[Stored records]
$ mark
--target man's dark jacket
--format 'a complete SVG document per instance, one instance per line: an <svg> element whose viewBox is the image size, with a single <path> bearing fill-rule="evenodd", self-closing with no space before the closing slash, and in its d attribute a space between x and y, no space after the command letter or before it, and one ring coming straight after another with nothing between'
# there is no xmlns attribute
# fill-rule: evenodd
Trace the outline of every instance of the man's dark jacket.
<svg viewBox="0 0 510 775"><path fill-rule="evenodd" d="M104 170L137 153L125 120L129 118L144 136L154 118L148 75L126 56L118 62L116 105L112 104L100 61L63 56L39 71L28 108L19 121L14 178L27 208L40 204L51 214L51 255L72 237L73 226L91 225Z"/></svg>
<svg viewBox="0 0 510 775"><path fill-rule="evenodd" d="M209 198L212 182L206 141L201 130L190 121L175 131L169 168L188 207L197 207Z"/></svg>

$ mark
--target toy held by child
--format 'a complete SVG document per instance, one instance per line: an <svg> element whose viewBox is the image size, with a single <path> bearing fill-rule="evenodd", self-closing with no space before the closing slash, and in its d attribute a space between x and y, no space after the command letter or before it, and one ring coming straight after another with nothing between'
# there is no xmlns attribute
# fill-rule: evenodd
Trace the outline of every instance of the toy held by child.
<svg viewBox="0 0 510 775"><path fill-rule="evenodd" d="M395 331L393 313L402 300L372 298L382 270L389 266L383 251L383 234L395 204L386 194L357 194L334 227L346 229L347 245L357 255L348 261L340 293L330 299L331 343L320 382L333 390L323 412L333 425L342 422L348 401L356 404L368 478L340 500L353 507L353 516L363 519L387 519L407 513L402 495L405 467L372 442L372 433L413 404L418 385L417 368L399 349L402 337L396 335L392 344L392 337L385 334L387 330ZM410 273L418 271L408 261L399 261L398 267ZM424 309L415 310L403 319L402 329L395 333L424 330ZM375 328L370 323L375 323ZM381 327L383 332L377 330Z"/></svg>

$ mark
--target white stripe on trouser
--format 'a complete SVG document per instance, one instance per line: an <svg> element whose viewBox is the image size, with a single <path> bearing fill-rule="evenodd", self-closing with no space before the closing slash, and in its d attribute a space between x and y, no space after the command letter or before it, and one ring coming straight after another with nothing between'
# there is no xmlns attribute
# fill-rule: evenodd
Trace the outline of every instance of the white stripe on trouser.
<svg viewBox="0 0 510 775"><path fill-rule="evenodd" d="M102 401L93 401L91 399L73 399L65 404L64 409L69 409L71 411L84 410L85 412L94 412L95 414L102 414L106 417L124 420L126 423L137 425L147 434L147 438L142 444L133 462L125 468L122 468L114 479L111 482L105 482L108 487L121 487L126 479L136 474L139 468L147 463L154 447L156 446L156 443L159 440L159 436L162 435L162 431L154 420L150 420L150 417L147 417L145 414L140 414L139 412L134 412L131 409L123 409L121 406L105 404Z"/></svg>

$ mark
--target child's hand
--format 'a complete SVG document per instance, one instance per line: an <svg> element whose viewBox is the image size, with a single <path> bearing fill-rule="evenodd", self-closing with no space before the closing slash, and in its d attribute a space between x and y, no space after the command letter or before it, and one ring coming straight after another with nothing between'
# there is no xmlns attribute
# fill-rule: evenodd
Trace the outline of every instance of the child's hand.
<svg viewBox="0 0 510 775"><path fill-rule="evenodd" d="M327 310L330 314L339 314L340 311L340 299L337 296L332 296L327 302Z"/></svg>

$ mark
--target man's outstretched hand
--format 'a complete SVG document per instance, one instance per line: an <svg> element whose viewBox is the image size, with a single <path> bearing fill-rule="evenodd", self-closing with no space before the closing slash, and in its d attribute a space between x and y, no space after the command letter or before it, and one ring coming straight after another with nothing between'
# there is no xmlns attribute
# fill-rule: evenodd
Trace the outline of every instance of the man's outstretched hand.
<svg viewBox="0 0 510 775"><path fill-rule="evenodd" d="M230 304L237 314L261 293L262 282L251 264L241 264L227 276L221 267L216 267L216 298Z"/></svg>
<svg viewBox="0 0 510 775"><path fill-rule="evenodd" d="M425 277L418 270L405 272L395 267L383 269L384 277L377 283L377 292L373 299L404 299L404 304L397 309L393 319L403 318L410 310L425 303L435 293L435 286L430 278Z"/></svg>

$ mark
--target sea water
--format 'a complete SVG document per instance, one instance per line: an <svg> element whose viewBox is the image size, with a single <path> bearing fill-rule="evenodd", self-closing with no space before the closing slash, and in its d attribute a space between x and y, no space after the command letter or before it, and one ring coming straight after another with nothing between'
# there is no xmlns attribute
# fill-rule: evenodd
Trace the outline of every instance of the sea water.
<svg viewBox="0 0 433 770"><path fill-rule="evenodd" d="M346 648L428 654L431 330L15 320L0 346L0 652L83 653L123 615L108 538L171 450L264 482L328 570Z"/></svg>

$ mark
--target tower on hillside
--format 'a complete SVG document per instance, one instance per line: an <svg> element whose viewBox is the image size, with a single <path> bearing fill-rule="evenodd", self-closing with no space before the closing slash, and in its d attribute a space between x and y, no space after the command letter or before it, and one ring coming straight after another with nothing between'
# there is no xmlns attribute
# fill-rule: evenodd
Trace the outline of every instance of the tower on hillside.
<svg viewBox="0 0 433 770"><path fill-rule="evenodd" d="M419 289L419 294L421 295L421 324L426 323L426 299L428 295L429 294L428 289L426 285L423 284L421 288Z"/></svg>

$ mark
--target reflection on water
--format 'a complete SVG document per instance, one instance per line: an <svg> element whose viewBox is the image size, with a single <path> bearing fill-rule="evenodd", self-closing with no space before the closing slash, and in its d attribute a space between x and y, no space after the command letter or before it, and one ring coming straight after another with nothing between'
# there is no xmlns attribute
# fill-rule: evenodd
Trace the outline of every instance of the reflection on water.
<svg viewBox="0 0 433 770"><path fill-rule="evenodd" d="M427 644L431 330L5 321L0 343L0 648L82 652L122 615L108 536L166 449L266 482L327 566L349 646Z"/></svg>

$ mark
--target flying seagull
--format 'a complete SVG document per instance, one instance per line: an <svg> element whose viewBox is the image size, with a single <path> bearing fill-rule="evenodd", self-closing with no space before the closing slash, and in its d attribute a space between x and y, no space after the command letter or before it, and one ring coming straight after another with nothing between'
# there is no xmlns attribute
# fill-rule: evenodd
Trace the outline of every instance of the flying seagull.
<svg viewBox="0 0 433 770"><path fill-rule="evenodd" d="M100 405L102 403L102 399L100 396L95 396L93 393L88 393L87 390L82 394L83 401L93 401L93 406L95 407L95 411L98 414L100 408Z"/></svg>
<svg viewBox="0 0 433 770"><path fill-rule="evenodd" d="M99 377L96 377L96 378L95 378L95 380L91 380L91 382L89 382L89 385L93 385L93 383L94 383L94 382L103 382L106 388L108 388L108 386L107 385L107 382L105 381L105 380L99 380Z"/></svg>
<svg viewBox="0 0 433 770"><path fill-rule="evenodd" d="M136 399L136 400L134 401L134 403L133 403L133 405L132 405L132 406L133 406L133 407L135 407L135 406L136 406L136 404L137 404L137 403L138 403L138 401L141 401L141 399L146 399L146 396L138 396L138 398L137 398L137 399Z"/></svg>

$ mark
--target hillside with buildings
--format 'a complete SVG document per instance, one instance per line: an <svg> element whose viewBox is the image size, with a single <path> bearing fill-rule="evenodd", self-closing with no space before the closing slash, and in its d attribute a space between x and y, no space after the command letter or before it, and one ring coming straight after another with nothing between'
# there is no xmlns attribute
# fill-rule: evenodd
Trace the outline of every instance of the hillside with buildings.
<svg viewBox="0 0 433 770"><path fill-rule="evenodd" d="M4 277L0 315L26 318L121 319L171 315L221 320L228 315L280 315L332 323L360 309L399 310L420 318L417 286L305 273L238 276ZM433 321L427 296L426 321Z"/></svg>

● **DIRECTION**: Recast all of the data above as a Markdown table with the columns Row and Line. Put each non-blank line in its own numbered row, and leave out the blank lines.

● **TASK OUTPUT**:
| Row | Line |
|---|---|
| 1 | $ mark |
| 2 | --target man's dark jacket |
| 3 | --format 'a complete SVG document per instance, one instance per line: an <svg> element whose viewBox is the image size, with a single <path> bearing fill-rule="evenodd", self-closing with no space before the closing slash, and in its d attribute a space between x and y, no space after the command letter or before it, and one ring coming straight after another with nothing between' |
| 4 | # there is no xmlns attribute |
| 5 | # fill-rule: evenodd |
| 6 | Trace the outline of every instance of the man's dark jacket. |
| 7 | <svg viewBox="0 0 510 775"><path fill-rule="evenodd" d="M104 170L137 153L125 120L129 118L144 136L154 118L148 75L126 56L118 62L116 105L112 104L100 61L63 56L39 71L28 108L19 121L14 178L27 208L40 204L51 214L51 255L72 237L73 226L91 225Z"/></svg> |
| 8 | <svg viewBox="0 0 510 775"><path fill-rule="evenodd" d="M209 198L212 182L206 141L201 130L190 121L175 131L169 168L188 207L197 207Z"/></svg> |
| 9 | $ mark |
| 10 | --target toy held by child |
| 11 | --format 'a complete SVG document per instance, one instance per line: an <svg> element whose viewBox is the image size, with a single <path> bearing fill-rule="evenodd", self-closing with no space before the closing slash, and in its d attribute a space between x and y, no space after the command letter or before it, and one ring coming straight after another with nothing between' |
| 12 | # there is no xmlns attribute |
| 13 | # fill-rule: evenodd |
| 14 | Trace the outline of every instance of the toy held by child. |
| 15 | <svg viewBox="0 0 510 775"><path fill-rule="evenodd" d="M395 331L393 313L402 300L372 298L382 270L389 266L383 251L383 234L395 204L386 194L357 194L334 227L346 229L347 245L357 255L348 261L340 293L330 299L331 343L320 382L333 390L323 412L333 425L342 422L348 401L356 404L368 478L340 500L353 507L353 516L363 519L387 519L407 513L402 495L405 467L372 442L372 433L413 404L418 385L417 368L399 349L402 337L396 335L392 344L392 337L385 334L387 330ZM410 273L418 271L408 261L399 261L398 267ZM424 309L415 310L403 319L402 329L395 333L424 330ZM375 328L370 323L375 323ZM381 327L383 332L377 330Z"/></svg> |
| 16 | $ mark |
| 17 | --target white stripe on trouser |
| 18 | --format 'a complete SVG document per instance, one instance per line: an <svg> element whose viewBox is the image size, with a single <path> bearing fill-rule="evenodd", self-closing with no space before the closing slash, and in its d attribute a space between x and y, no space after the command letter or before it, and one ring coming straight after another with nothing between' |
| 19 | # there is no xmlns attribute |
| 20 | # fill-rule: evenodd |
| 21 | Trace the outline of every instance of the white stripe on trouser. |
| 22 | <svg viewBox="0 0 510 775"><path fill-rule="evenodd" d="M102 401L93 401L91 399L73 399L65 404L64 409L69 409L71 411L84 410L85 412L94 412L95 414L102 414L106 417L124 420L126 423L137 425L147 434L147 438L142 444L133 462L125 468L122 468L114 479L111 482L105 482L108 487L121 487L126 479L136 474L139 468L147 463L154 447L156 446L156 443L159 440L159 436L162 435L162 431L154 420L150 420L150 417L147 417L145 414L140 414L139 412L134 412L131 409L123 409L121 406L105 404Z"/></svg> |
| 23 | $ mark |
| 24 | --target child's hand |
| 25 | --format 'a complete SVG document per instance, one instance per line: an <svg> element whose viewBox is the image size, with a single <path> bearing fill-rule="evenodd", self-closing with no space before the closing slash, and in its d attribute a space between x and y, no space after the command letter or before it, and one ring coming straight after another with nothing between' |
| 26 | # there is no xmlns attribute |
| 27 | # fill-rule: evenodd |
| 28 | Trace the outline of every instance of the child's hand. |
| 29 | <svg viewBox="0 0 510 775"><path fill-rule="evenodd" d="M327 310L330 314L339 314L340 311L340 299L337 296L332 296L327 302Z"/></svg> |
| 30 | $ mark |
| 31 | --target man's outstretched hand |
| 32 | --format 'a complete SVG document per instance, one instance per line: an <svg> element whose viewBox is the image size, with a single <path> bearing fill-rule="evenodd", self-closing with no space before the closing slash, and in its d attribute a space between x and y, no space after the command letter or before it, and one ring coming straight after another with nothing between' |
| 33 | # there is no xmlns attribute |
| 34 | # fill-rule: evenodd |
| 35 | Trace the outline of every instance of the man's outstretched hand. |
| 36 | <svg viewBox="0 0 510 775"><path fill-rule="evenodd" d="M230 304L237 314L261 293L262 282L251 264L241 264L227 276L221 267L216 267L216 298Z"/></svg> |
| 37 | <svg viewBox="0 0 510 775"><path fill-rule="evenodd" d="M425 277L418 270L405 272L395 267L383 269L384 277L377 283L377 292L373 299L404 299L404 304L397 309L393 319L403 318L410 310L425 303L435 293L435 286L430 278Z"/></svg> |
| 38 | $ mark |
| 39 | --target sea water |
| 40 | --format 'a complete SVG document per instance, one instance per line: an <svg> element whose viewBox is the image size, with a single <path> bearing fill-rule="evenodd", self-closing with no space before the closing slash, and in its d attribute a space between x and y, no space after the command letter or before it, and one ring coming straight after another with nothing between' |
| 41 | # there is no xmlns attribute |
| 42 | # fill-rule: evenodd |
| 43 | Trace the outline of every instance of the sea water. |
| 44 | <svg viewBox="0 0 433 770"><path fill-rule="evenodd" d="M346 648L428 654L431 330L15 320L0 346L0 652L83 653L123 615L108 538L171 450L264 482L328 570Z"/></svg> |
| 45 | $ mark |
| 46 | --target tower on hillside |
| 47 | --format 'a complete SVG document per instance, one instance per line: an <svg> element whose viewBox is the image size, with a single <path> bearing fill-rule="evenodd", self-closing with no space before the closing slash, and in its d attribute a space between x and y, no space after the command letter or before it, and one ring coming straight after another with nothing between' |
| 48 | # there is no xmlns attribute |
| 49 | # fill-rule: evenodd |
| 50 | Trace the outline of every instance of the tower on hillside. |
| 51 | <svg viewBox="0 0 433 770"><path fill-rule="evenodd" d="M419 289L419 294L421 295L421 324L426 323L426 299L428 295L429 294L428 289L426 285L423 284L421 288Z"/></svg> |
| 52 | $ mark |
| 53 | --target reflection on water |
| 54 | --format 'a complete SVG document per instance, one instance per line: an <svg> element whose viewBox is the image size, with a single <path> bearing fill-rule="evenodd", self-closing with no space before the closing slash, and in its d attribute a space between x and y, no space after the command letter or before it, and one ring coming straight after another with nothing between' |
| 55 | # there is no xmlns attribute |
| 56 | # fill-rule: evenodd |
| 57 | Trace the outline of every instance of the reflection on water. |
| 58 | <svg viewBox="0 0 433 770"><path fill-rule="evenodd" d="M427 644L431 330L5 321L0 343L0 648L82 652L122 615L108 536L166 449L266 482L327 566L349 646Z"/></svg> |
| 59 | $ mark |
| 60 | --target flying seagull |
| 61 | --format 'a complete SVG document per instance, one instance per line: an <svg> element whose viewBox is the image size, with a single <path> bearing fill-rule="evenodd", self-closing with no space before the closing slash, and in its d attribute a space between x and y, no space after the command letter or before it, and one ring coming straight after another with nothing between' |
| 62 | # there is no xmlns attribute |
| 63 | # fill-rule: evenodd |
| 64 | Trace the outline of every instance of the flying seagull. |
| 65 | <svg viewBox="0 0 433 770"><path fill-rule="evenodd" d="M100 405L102 403L102 399L100 396L95 396L93 393L88 393L87 390L82 394L83 401L93 401L93 406L95 407L95 411L98 414L100 408Z"/></svg> |
| 66 | <svg viewBox="0 0 433 770"><path fill-rule="evenodd" d="M99 377L96 377L96 378L95 378L95 380L91 380L91 382L89 382L89 385L93 385L93 383L94 383L94 382L103 382L106 388L108 388L108 386L107 385L107 382L105 381L105 380L99 380Z"/></svg> |
| 67 | <svg viewBox="0 0 433 770"><path fill-rule="evenodd" d="M136 399L136 400L134 401L134 403L133 403L133 405L132 405L132 406L133 406L133 407L135 407L135 406L136 406L136 404L137 404L137 403L138 403L138 401L141 401L141 399L146 399L146 396L138 396L138 398L137 398L137 399Z"/></svg> |
| 68 | $ mark |
| 69 | --target hillside with buildings |
| 70 | --format 'a complete SVG document per instance, one instance per line: an <svg> element whose viewBox is the image size, with a single <path> bearing fill-rule="evenodd", self-closing with no space before the closing slash, and in its d attribute a space between x and y, no space after the command letter or before it, and one ring coming straight after another with nothing between' |
| 71 | # there is no xmlns attribute |
| 72 | # fill-rule: evenodd |
| 73 | Trace the outline of every instance of the hillside with buildings. |
| 74 | <svg viewBox="0 0 433 770"><path fill-rule="evenodd" d="M4 277L0 315L26 318L121 319L171 315L221 320L228 315L280 315L332 323L360 309L399 310L420 318L417 286L305 273L238 276ZM433 321L427 296L426 321Z"/></svg> |